* THE PROBLEM
Exactly and only the lines from the one with "of the wispy" through the end of the listing are to be transcribed, both ends included.
— begin PROVIDED RECORDS —
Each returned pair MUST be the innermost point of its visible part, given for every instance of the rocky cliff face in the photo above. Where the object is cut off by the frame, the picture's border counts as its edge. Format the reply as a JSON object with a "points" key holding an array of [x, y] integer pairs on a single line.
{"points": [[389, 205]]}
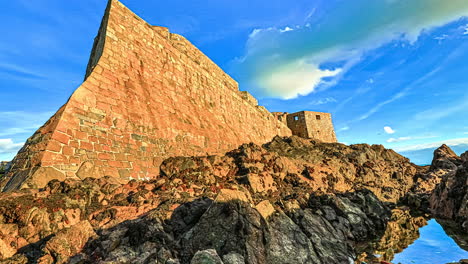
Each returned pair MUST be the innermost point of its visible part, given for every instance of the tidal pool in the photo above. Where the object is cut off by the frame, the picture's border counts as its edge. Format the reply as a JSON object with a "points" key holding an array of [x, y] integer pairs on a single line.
{"points": [[433, 246]]}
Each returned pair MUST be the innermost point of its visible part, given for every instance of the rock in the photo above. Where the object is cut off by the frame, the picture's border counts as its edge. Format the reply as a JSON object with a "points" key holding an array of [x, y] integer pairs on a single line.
{"points": [[233, 258], [226, 195], [67, 243], [450, 198], [265, 209], [87, 169], [445, 159], [309, 204], [208, 256]]}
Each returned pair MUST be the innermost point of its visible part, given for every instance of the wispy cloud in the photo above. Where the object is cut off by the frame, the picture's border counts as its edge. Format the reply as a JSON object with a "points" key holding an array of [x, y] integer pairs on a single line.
{"points": [[449, 142], [19, 123], [323, 101], [435, 114], [389, 130], [393, 140], [400, 139], [377, 107], [7, 146], [340, 39], [16, 71]]}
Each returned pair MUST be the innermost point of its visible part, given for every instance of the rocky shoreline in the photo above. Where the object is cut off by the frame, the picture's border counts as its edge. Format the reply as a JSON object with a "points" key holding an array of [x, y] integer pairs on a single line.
{"points": [[289, 201]]}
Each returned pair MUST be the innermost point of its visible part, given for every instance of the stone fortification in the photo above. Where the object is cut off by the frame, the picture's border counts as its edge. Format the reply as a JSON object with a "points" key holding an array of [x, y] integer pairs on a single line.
{"points": [[308, 124], [148, 95]]}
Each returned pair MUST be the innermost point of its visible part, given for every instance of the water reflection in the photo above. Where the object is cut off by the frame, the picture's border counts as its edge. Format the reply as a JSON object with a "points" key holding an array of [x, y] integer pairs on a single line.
{"points": [[433, 246], [401, 231]]}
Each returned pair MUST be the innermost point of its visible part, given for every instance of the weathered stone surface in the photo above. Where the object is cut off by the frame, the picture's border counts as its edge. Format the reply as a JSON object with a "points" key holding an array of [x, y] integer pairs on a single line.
{"points": [[67, 243], [148, 95], [310, 125], [208, 256], [200, 203]]}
— end PROVIDED RECORDS —
* FINISHED ANSWER
Each returned pair MUST be the innermost point of its visible part, given for every instance of the wispy cloud in the photo above. Where the object is cut off by the frame, the picture's border counts as its edge. Format the reply as a JSON object with a "points" key holding an array of [x, y] integer pairs on a single line.
{"points": [[449, 142], [19, 123], [323, 101], [435, 114], [389, 130], [393, 140], [400, 139], [377, 107], [7, 146], [340, 39], [16, 71]]}
Each returned pair MUST be the innermost point of its visible part, given for every instance of the rocky shoreline in the photo above. Where the object is cut off by the frame, the picture's border counts as its edge. Format the reply as a JSON object with a "points" key holding an array of [x, y] integer pairs on a single line.
{"points": [[289, 201]]}
Each returned pair MUST be the innermost point of its visible part, given for every instance of the stone fortification in the photo above. Where the object is cut off by the frame, the picture's border counts as its edge. Format the reply as a JSON object with a "points" key holding an array of [x, y] integer pairs on a single line.
{"points": [[308, 124], [148, 95]]}
Each returned pair MUST be the innermost point of its visible part, given for every instance of the water reflection in the photo above. Where the object is cut off by the frame, the picture's border counts as its edge. Format the reply as a JSON object with a "points" key holding an array of [x, y] integer pairs on a single line.
{"points": [[433, 246], [401, 231]]}
Each returned pair MUST be the innermost point of its visible part, given for every instance of the weathered stone surface in the photo above. Where the object is cut off by the frame, the picture's border counts as its edge. Format the reply as a JSON object with a "points" key holding an array of [x, y] integer pairs on a single line.
{"points": [[67, 243], [148, 95], [310, 125], [208, 256], [200, 203]]}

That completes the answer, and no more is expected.